◆ **Required task A**: Please print the mailing-list reply about ZFS NFS sharing in full, word for word.

◆ **Selected passage**:
==============================
2012-08-17 Thread andy thomas

On Fri, 17 Aug 2012, Timothy Coalson wrote:


The manpages have an answer, though it takes a bit to get there.  The
zfs man page, under sharenfs, redirects to the share manpage, which
redirects to the share_nfs manpage, which after a bit of looking, has
this gem:

When specifying individual IP addresses, use the same  @
notation  described  above, without a netmask specifica-
tion. For example:

  =@172.16.132.14

So, I think what you want is "zfs set
sharenfs='ro=@185.198.192.20,root=@185.198.192.20' data/data" for
read-only root access.  Hostnames should work without "@", but
"ro=root=" doesn't work.


Thanks! That's fixed it and root on the Linux client now has full read 
access to all the files on the OI server.


The reason I'm doing this is to back up all the ZFS datasets to tapes on 
the Linux box (which is running Bacula and has tape libraries attached)
==============================
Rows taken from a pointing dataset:
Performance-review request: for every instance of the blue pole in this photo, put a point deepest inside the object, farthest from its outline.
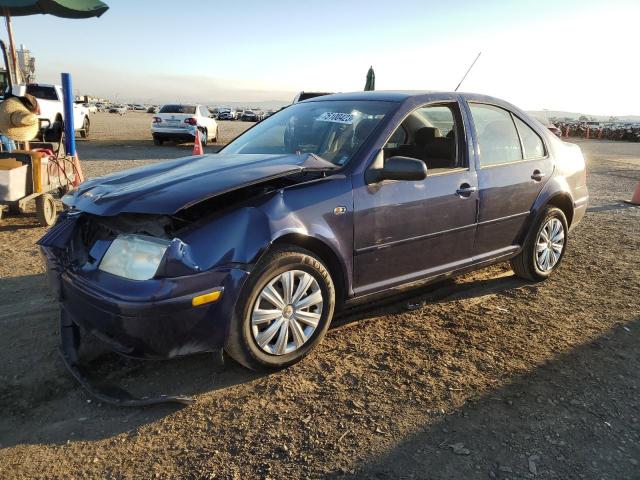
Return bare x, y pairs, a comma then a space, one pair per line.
69, 128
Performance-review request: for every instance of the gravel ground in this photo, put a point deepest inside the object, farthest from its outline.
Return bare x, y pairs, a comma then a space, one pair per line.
491, 378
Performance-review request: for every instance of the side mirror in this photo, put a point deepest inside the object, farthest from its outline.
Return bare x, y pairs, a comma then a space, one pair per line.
398, 168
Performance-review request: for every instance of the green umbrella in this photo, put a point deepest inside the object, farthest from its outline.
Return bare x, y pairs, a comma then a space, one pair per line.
371, 81
59, 8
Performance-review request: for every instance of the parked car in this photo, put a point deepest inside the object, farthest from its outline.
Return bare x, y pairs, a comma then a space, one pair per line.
52, 110
330, 202
225, 113
119, 109
178, 123
249, 116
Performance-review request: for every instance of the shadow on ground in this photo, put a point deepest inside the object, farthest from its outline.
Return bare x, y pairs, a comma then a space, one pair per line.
569, 418
37, 387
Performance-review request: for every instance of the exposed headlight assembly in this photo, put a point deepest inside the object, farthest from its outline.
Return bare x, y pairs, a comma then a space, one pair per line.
136, 257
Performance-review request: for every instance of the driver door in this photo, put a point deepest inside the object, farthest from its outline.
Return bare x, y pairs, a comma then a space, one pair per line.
408, 230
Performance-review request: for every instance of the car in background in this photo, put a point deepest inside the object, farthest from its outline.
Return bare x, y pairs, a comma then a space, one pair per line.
253, 249
50, 102
91, 107
226, 113
178, 123
119, 109
307, 95
249, 116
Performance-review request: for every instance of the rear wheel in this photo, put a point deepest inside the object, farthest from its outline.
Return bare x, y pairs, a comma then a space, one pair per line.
544, 247
283, 311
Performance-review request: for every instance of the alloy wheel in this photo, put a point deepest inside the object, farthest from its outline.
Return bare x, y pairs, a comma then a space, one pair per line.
549, 245
287, 312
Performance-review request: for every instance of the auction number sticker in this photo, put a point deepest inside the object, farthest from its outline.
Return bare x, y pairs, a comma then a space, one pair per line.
346, 118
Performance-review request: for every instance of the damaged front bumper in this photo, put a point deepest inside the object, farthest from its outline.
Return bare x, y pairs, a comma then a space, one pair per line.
150, 319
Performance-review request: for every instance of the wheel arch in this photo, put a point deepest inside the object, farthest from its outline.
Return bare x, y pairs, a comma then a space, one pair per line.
555, 193
325, 253
564, 202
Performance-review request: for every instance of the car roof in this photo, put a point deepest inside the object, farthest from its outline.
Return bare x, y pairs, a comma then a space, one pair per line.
402, 95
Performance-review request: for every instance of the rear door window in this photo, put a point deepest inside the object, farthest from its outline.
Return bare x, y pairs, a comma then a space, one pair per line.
531, 141
496, 134
430, 134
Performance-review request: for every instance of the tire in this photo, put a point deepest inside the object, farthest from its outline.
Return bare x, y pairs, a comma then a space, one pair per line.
46, 209
54, 133
14, 209
86, 125
242, 342
529, 264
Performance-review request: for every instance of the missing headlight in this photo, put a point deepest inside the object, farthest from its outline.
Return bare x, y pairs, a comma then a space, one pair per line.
135, 257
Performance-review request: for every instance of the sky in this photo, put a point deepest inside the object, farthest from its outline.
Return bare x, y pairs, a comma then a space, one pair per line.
569, 55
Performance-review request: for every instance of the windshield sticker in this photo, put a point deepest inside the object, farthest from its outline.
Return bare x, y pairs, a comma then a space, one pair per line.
346, 118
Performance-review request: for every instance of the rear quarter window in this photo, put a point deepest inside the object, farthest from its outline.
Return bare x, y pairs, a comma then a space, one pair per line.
497, 135
531, 141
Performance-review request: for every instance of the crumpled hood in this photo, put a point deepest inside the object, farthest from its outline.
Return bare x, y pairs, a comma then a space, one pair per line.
169, 186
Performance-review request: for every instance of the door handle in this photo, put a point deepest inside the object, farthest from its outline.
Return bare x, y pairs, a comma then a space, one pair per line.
465, 190
537, 175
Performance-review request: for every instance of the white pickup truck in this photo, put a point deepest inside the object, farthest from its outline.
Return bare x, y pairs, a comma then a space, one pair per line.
51, 109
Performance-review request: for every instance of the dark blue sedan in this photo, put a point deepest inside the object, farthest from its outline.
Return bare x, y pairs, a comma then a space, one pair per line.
331, 201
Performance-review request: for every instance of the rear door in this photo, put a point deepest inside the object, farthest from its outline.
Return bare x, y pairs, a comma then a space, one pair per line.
513, 167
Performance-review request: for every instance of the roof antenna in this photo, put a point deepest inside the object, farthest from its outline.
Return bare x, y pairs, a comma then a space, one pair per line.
467, 72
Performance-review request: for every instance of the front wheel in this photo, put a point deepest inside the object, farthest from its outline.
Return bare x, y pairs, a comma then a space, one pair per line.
544, 247
283, 311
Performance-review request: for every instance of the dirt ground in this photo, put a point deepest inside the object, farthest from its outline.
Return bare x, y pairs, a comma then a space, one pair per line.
490, 378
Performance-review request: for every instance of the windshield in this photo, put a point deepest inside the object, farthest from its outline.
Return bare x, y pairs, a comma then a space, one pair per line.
333, 130
42, 92
188, 109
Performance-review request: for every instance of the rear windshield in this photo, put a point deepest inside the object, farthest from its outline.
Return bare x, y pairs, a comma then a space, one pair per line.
187, 109
42, 92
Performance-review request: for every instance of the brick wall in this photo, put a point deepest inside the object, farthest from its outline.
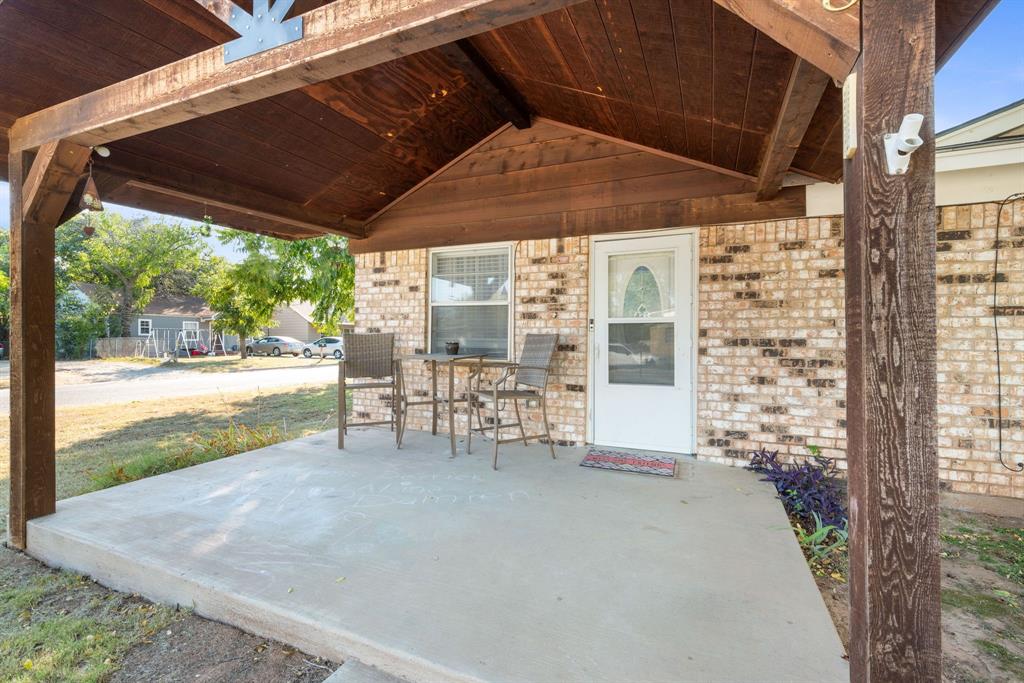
==============================
◆ **Required task B**: Pick out each line in the rows above that contains the word "front".

◆ **Full solution A**:
2012-08-17 Thread andy thomas

On Fri, 17 Aug 2012, Timothy Coalson wrote:


The manpages have an answer, though it takes a bit to get there.  The
zfs man page, under sharenfs, redirects to the share manpage, which
redirects to the share_nfs manpage, which after a bit of looking, has
this gem:

When specifying individual IP addresses, use the same  @
notation  described  above, without a netmask specifica-
tion. For example:

  =@172.16.132.14

So, I think what you want is "zfs set
sharenfs='ro=@185.198.192.20,root=@185.198.192.20' data/data" for
read-only root access.  Hostnames should work without "@", but
"ro=root=" doesn't work.


Thanks! That's fixed it and root on the Linux client now has full read 
access to all the files on the OI server.


The reason I'm doing this is to back up all the ZFS datasets to tapes on 
the Linux box (which is running Bacula and has tape libraries attached)

◆ **Full solution B**:
Performance-review request: for every instance of the damaged front bumper in this photo, put a point deepest inside the object, farthest from its outline.
Performance-review request: for every instance of the front wheel in this photo, put a point deepest inside the object, farthest from its outline.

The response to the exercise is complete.